*Problem 1*.
Reproduce the passage of the text on crying between "Taitz went on" and "they get home.", inclusive.
*Problem 2*.
According to the text on crying, who founded Acceptance and Commitment Therapy?
*Problem 3*.
Pick up the text on crying where it stops and keep writing.

*Text block*.
What It Means To Cry
Contrary to popular beliefs about being strong, it is okay to cry.
Next time you tear up-- no matter the cause-- don't say your sorry; you need not apologize for expressing emotions in a vulnerable state. In fact, doing so is a symbol of strength.
Cognitive behavioral therapist Jennifer Taitz confronts the casual worries that come with crying as she meets several people who are concerned about the what-ifs that arise. She nailed it with what to consider genuine tears and what is forced, and why the latter aren't recommended nor beneficial as they are not truly symbolic of emotion.
"At times, we may try to work ourselves to tears, and in such cases, crying may not prove as useful," she said. "Did your tears arise quickly or are you trying to create them to prove a point?"
Taitz went on to say, "Living a good life is hard when you are acting out a part."
She included that swallowing tears to avoid embarrassment is also not suggested. To cry is most useful, and you get the most out of it, when it is relevant. To save your sob for later, serving as an aftershock, won't hardly help the predicament that led you to tear up in the first place.
In this situation, many people are so scared to cry at work for fear of risking their job that they hold back the emotions until they get home.
"The culture of 'no tears at work' is just not good for humans," said the founder of Acceptance and Commitment Therapy, Steven Hayes. "We are emotional creatures. Better to change the culture than to sit atop those who express that fact openly."

*Data extract*.
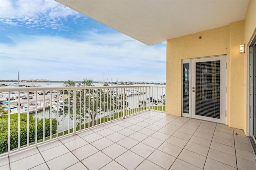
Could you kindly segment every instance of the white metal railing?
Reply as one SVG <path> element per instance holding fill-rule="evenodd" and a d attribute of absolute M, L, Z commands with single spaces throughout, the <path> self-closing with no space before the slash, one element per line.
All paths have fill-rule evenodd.
<path fill-rule="evenodd" d="M 143 111 L 165 112 L 165 86 L 0 88 L 0 100 L 8 98 L 0 156 Z"/>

*Result 1*.
Taitz went on to say, "Living a good life is hard when you are acting out a part."
She included that swallowing tears to avoid embarrassment is also not suggested. To cry is most useful, and you get the most out of it, when it is relevant. To save your sob for later, serving as an aftershock, won't hardly help the predicament that led you to tear up in the first place.
In this situation, many people are so scared to cry at work for fear of risking their job that they hold back the emotions until they get home.

*Result 2*.
Steven Hayes

*Result 3*.
Well-known Burmese monk, Sayadaw U Pandita is a master of Vipassana meditation. He is one who stands strong in saying emotions are important and to be brought out to their fullness. To suppress them will not help anyone involved, especially yourself.
"Every time you cry, you should cry your eyes out," he said. "That way you'll get the best relief."
Crying is defined as an innate, physiological experience that serves important, evolutionary functions. Those who think their reactions are "too much" or it's embarrassing to cry are feeling guilt, shame, and anxiety, and these feelings are secondary to the primary emotion, which is sadness. Primary emotions are what we feel first; secondary emotions are reactionary judgments to the primary.
Next time you feel a good cry coming on, allow yourself the compassion to feel what you feel without any essence of punishment. To feel is so much more important than to let yourself go numb for fear of what will be thought of you for having emotions. Humans are built to feel; we are often in need of the reminder that we not robots.